_Estratto del testo_
● ● ● ●

Aumentare la spesa per la difesa in Europa è una concreta possibilità o un azzardo? Quante risorse servono per far crescere la quota di Pil destinata al settore? Un’analisi.
L’Europa sotto pressione sulla spesa militare: aumentare le risorse per la difesa sta diventando prioritario con lo stallo della guerra in Ucraina e l’approccio Usa verso un maggiore disimpegno, ma a quale prezzo?
Se lo chiedono analisti e osservatori economici, consapevoli che rafforzare il peso dei Paesi Ue nella Nato con il raggiungimento del 2% di quota del Pil per i contributi alla difesa in seno all’organizzazione è un impegno complesso per molti Governi. Il costo di un rafforzamento della strategia difensiva, con maggiori investimenti per modernizzare eserciti, armamenti, sistemi all’avanguardia per la sicurezza potrebbe essere elevato e a discapito di voci di bilancio importanti (come il sociale).
In più, l’Ue non ha una difesa comune istituzionale e costruirla non è né semplice né immediato. Riprendendo alcuni spunti di riflessione degli esperti Ispi e dell’Economist, ci sono almeno 3 rischi economici che l’Europa corre per inseguire una maggiore spesa militare.

● ● ● ●

_Dati forniti_

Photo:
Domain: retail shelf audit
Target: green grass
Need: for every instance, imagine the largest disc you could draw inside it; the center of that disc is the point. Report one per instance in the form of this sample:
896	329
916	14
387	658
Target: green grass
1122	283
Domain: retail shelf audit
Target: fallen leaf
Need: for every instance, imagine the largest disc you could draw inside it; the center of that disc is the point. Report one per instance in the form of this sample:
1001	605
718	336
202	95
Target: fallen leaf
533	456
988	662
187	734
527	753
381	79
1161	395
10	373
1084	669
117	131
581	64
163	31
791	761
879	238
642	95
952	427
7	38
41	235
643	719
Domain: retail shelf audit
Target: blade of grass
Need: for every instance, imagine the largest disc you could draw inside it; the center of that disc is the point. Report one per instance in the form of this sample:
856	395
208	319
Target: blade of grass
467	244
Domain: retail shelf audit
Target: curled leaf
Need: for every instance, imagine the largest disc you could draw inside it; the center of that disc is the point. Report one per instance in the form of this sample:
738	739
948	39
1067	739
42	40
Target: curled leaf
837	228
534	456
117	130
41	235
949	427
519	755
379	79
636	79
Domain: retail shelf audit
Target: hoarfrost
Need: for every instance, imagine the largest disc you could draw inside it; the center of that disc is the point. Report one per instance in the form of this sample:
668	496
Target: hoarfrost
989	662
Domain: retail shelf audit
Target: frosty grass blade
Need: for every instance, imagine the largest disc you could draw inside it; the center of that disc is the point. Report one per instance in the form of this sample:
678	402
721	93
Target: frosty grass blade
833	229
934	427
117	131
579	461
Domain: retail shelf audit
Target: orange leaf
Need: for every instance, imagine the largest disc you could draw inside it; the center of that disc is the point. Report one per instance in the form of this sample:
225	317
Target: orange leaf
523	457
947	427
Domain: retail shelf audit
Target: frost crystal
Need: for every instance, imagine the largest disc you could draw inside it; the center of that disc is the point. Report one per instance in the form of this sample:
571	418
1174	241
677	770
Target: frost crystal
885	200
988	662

● ● ● ●

_Esercizi_
a - Rispondi a queste domande sul testo sulla spesa militare europea, una risposta per riga:
(i) Quale quota del Pil i Paesi Ue dovrebbero raggiungere per i contributi alla difesa nella Nato?
(ii) Quale voce di bilancio viene citata come esempio di ciò che potrebbe essere penalizzato?
(iii) Da chi sono ripresi gli spunti di riflessione sui rischi economici?
b - Indica, per favore, se ogni affermazione concorda con il testo sulla spesa militare europea, rispondendo sì o no e citando le parole del testo che lo stabiliscono:
(i) L'Ue dispone già di una difesa comune istituzionale.
(ii) Il testo parla di almeno tre rischi economici legati a una maggiore spesa militare.
(iii) L'aumento delle risorse per la difesa sta diventando prioritario con lo stallo della guerra in Ucraina.

_Soluzioni_
a -
(i) Il 2% del Pil.
(ii) Il sociale.
(iii) Dagli esperti Ispi e dall'Economist.

b -
(i) No: "l’Ue non ha una difesa comune istituzionale".
(ii) Sì: "ci sono almeno 3 rischi economici che l’Europa corre per inseguire una maggiore spesa militare".
(iii) Sì: "aumentare le risorse per la difesa sta diventando prioritario con lo stallo della guerra in Ucraina".